**Source material:**
▶
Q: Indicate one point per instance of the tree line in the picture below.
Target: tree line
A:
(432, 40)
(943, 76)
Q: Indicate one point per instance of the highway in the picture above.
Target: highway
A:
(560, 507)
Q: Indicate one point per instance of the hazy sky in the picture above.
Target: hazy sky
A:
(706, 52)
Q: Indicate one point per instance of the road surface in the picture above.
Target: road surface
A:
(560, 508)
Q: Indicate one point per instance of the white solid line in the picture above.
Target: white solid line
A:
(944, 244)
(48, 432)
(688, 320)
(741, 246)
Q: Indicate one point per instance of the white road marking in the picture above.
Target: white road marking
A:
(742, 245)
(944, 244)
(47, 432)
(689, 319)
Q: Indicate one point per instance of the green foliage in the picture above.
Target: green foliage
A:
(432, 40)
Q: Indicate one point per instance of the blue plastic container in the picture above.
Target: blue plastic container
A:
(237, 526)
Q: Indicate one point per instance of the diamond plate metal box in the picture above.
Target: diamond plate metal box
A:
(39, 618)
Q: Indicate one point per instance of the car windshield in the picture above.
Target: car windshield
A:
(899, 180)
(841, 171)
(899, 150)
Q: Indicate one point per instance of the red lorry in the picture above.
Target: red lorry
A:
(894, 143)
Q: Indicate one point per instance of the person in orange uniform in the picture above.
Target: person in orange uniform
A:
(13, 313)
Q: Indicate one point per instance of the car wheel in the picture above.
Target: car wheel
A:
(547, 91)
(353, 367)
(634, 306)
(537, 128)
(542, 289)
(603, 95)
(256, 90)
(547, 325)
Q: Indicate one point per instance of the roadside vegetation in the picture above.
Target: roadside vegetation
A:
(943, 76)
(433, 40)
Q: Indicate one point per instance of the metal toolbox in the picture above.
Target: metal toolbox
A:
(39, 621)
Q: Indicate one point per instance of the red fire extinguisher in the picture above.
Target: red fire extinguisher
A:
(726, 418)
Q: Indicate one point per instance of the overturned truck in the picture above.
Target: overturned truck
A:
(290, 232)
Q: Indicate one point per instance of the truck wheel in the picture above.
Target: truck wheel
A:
◀
**Short exercise:** Each entry is to be returned in full, character for character.

**Reply to the task:**
Q: Indicate one point per instance of the tree line in the picture below.
Target: tree line
A:
(432, 40)
(943, 76)
Q: Indicate one point per instance of the highway in the picture above.
Target: highway
A:
(560, 507)
Q: Indicate one point per instance of the hazy sky in the picture above.
Target: hazy sky
A:
(706, 52)
Q: Indicate one point per instance of the road surface in the picture above.
Target: road surface
A:
(560, 508)
Q: Indicate one point per instance of the white solid line in the picture above.
Target: white solid line
A:
(944, 244)
(48, 432)
(688, 320)
(741, 246)
Q: Indicate one point per instance of the white road marking in the picture above.
Target: white road marking
A:
(742, 245)
(944, 244)
(47, 432)
(689, 319)
Q: Indicate one point per instance of the green foliage in the picture above.
Target: green foliage
A:
(432, 40)
Q: Indicate one point per instance of the blue plastic container in the picture above.
Target: blue plastic container
A:
(237, 526)
Q: Indicate one point per instance of the diamond plate metal box in the picture above.
Target: diamond plate metal box
A:
(39, 618)
Q: Indicate one point per instance of the car windshield in the picture above.
Target: car windshield
A:
(899, 180)
(841, 171)
(899, 150)
Q: Indicate one point per instance of the red lorry in the picture above.
Target: red lorry
A:
(894, 143)
Q: Indicate one point per instance of the person in orange uniform in the picture above.
Target: person in orange uniform
A:
(13, 313)
Q: Indicate one point per instance of the car wheel in the picture above.
Target: car wheel
A:
(547, 91)
(353, 367)
(634, 306)
(537, 128)
(542, 289)
(603, 95)
(256, 90)
(547, 325)
Q: Indicate one point per instance of the roadside vegetation in the picture above.
Target: roadside vegetation
A:
(943, 76)
(433, 40)
Q: Indicate one point per instance of the metal toolbox in the picture above.
Target: metal toolbox
A:
(39, 621)
Q: Indicate one point per instance of the red fire extinguisher in the picture above.
Target: red fire extinguisher
A:
(726, 418)
Q: Indicate one point per instance of the overturned truck in the picture above.
Target: overturned truck
A:
(290, 232)
Q: Indicate one point per instance of the truck wheel in the picture above.
Target: truck wheel
A:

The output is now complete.